• **Exercice court**
Répondez à ces questions sur le compte rendu du livre :
1. Quel éditeur a publié l'ouvrage, et en quelle année ?
2. Combien de pages compte-t-il ?
3. Quelle affaire de 1971 le compte rendu cite-t-il comme premier exemple des instrumentalisations identitaires ?

Champs libres : livres

Stéphane Beaud, Gérard Noiriel, Race et sciences sociales. Essai sur les usages publics d’une catégorie

Marseille, Agone, 2021, 432 p., 22 €

journaliste

Nos éminents auteurs ont décidé de plonger dans le marigot de la polémique pour rappeler « la place qu’on accorde à la recherche empirique pour comprendre le monde social lui-même, autrement qu’à travers ses seules “représentations” », en précisant « qu’aucune cause et aucune théorie ne nous donneraient les clés pour comprendre les réalités complexes ».

De quelles « représentations » s’agit-il ? Du retour de la « race », la « race » comme unique objet de raisonnement sociologique ou matinée de sexe et/ou de classe. Qu’importe ! Selon nos auteurs, les logiques de domination économique (de classe) seraient abandonnées ou minorées depuis cinq décennies sous l’action conjuguée des mouvements régionalistes post-68, des instrumentalisations identitaires (à commencer par l’affaire Djilali Ben Ali en 1971), du droit de l’hommisme version BHL et consorts, d’une gauche qui a abandonné la tradition sociale au profit des aventures identitaires, en enfermant une partie des citoyens dans la catégorie « beur », puis jusqu’à la réduction ad arabum et ad islamicus. L’université française, celle sous influence américaine, a réduit les émeutes de 2005 à une dimension « raciale », (re)valorisé les « groupes subalternes » et autres indigènes de la république, et tracé une ligne entre passé colonial et esclavagiste et actuelles discriminations. Reste le rôle des médias et des réseaux où règnent sentimenteurs et émotifs.

(Entrées de la collection)
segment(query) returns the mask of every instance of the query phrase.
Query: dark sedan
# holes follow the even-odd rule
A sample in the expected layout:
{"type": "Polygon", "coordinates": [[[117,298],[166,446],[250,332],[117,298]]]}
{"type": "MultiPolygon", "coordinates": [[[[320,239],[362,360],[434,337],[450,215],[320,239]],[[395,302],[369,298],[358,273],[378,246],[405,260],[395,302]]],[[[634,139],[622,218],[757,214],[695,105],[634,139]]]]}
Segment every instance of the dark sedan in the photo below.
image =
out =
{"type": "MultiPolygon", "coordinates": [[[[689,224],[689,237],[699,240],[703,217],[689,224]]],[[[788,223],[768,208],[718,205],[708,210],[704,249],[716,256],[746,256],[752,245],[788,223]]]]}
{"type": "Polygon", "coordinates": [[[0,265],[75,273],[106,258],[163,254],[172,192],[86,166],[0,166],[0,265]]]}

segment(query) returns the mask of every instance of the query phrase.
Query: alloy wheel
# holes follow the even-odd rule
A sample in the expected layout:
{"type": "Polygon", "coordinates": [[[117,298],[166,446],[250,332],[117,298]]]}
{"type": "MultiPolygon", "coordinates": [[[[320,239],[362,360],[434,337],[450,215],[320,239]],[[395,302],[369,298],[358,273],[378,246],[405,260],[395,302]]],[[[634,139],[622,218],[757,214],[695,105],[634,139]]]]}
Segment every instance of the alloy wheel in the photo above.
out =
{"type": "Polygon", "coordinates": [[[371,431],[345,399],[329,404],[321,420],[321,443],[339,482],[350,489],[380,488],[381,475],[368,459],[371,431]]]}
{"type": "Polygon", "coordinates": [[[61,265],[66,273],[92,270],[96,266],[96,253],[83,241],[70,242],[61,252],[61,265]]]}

• **Le résultat**
1. Agone, en 2021.
2. 432 pages.
3. L'affaire Djilali Ben Ali.